Reading passage:
In some studies, performance comparisons across areas of unequal size are done by selecting a subset of voxels from the larger area that match the total number of voxels in the small area [13]. Our analysis suggests that this selection preprocessing should be done with care as a random selection of voxels from a large area is likely to be less correlated than neighboring voxels in a small area. These differences in correlations could lead to differences in classification performance without any differences in the underlying neural signals.

Finally, we note that the variance of the performance null distributions also depends on the number of time points (Figure 2), and the number of voxels (not shown). Therefore non-parametric tests are better comparisons of classification performance on data that differ along those dimensions (whether by preprocessing or experimental design) than tests that assume homoscedasticity (e.g. ANOVA).

## Discussion

We simulated BOLD imaging experiments and analyzed them with multi-voxel pattern analysis. The temporal correlations induced by the hemodynamic response function led to the well-known issue of performance overestimation, which was resolved with leave-block-out cross-validation. We also identified another important, and underappreciated problem in MVPA; the assessment of statistical significance, which we argue should only be done using block-level permutation tests and not with binomial or T-tests. Finally, we show that temporal and spatial correlations (such as those induced by the HRF) prevent a meaningful direct comparison of classification performances between areas, or subject groups in which those HRFs could be different.

### Generality

Our simulations made various assumptions and an important consideration for the practical application of our results is how general they are. For instance, we chose a specific classifier (the support vector machine), a specific pattern (the raw BOLD activity across voxels), a gamma-shaped hemodynamic response function, and a two-class block-design.

An alternative to the support vector machine is the use of the Pearson correlation for classification. In this approach, one calculates the Pearson correlation of a test pattern with the training patterns from each class, and classifies the test as belonging to the class with the highest Pearson correlation. We performed all simulations shown here with this classifier (not shown), and the results are qualitatively the same. This should not be surprising as the essence of the problem is not the classifier but the spatiotemporal correlations in the BOLD signal and the overlap of training sets in repeated cross-validation.

Tasks to carry out:
a: In the passage on classifying simulated BOLD data, what method resolved the overestimation of performance caused by temporal correlations?
b: Write the next part of the passage on classifying simulated BOLD data, continuing after its final sentence.

Material provided:
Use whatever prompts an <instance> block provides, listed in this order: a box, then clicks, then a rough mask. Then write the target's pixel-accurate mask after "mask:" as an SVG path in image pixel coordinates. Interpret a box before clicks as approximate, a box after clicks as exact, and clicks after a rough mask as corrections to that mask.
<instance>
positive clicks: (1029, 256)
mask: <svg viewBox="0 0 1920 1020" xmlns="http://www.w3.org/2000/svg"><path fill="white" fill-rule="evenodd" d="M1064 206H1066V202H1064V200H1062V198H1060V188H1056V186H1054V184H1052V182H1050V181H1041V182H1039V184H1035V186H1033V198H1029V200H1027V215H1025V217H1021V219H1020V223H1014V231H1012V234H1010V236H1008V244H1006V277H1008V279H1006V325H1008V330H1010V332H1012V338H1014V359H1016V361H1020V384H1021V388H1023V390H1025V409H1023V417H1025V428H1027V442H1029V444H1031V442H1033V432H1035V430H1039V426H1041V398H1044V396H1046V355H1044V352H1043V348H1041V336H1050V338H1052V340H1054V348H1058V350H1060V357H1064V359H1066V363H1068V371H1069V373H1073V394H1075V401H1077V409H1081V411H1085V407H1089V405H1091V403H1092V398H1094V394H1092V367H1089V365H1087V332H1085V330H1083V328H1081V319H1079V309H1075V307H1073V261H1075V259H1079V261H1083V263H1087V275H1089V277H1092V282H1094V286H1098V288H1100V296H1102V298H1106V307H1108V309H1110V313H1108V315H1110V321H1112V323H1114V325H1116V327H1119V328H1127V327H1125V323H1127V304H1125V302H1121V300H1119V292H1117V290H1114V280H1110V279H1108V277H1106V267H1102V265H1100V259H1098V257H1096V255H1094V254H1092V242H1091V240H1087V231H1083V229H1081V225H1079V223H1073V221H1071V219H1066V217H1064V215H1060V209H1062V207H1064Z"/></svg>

Results of the exercise:
a: Leave-block-out cross-validation.

b:
In our simulations the patterns simply represented the BOLD activity across voxels. Some studies, however, use more complex multivariate measures of brain activity. For instance, the pattern of beta weights resulting from a GLM analysis. We see no reason to believe that MVPA based on such patterns would be immune to the estimation problems highlighted in this paper given that temporal correlations can at least in principle affect beta weights. Similarly, because the issues surrounding significance testing arise from the overlap between training and test sets, and not from the nature of the patterns themselves, the same concerns apply. Moreover, with these kinds of approaches, the potential influence of an incorrect assumption about the HRF enters at an earlier stage of analysis as it could amplify or destroy a pattern that is present in the raw data. However, as the devil is in the details, careful simulations of combined GLM & MVPA analyses may be needed to understand the quantitative extent to which this approach suffers from the problems discussed in this paper.

We used a simplified formula to simulate the hemodynamic response (See methods), and this may not accurately reflect the real HRF. But here too, the details do not affect the qualitative outcome (simulations using a simple boxcar HRF led to qualitatively similar results; not shown). Any reasonable assumption about the HRF will introduce temporal correlations on a time scale of several seconds and these correlations lead to the potential problems we highlight in this paper.

While we considered only simple ABABAB block designs, the importance of using LBO-CV applies to many experimental designs. For instance they apply to multi-class designs (ABCABCABC), because those are typically based on solving multiple pair wise classification problems, each of which will suffer from the problems illustrated here. But they also apply to fast event-related designs where careful balancing of the sequence of events from different classes is required to avoid spurious performance based on temporal order effects. Only in a design where the BOLD data used by the classifier are known to be independent can one use random cross-validation, and a global permutation test for significance. This may apply to some slow event-related designs where the time between measurements is longer than the duration of the HRF. In a typical MVPA analysis based on folded cross-validation testing, however, true independence is unlikely. Moreover, we note that there is ample opportunity in the brain for temporal correlations on time scales even longer than the HRF – such as those associated with breathing, head motion, or scanner drift. These possible confounds require careful attention in future work.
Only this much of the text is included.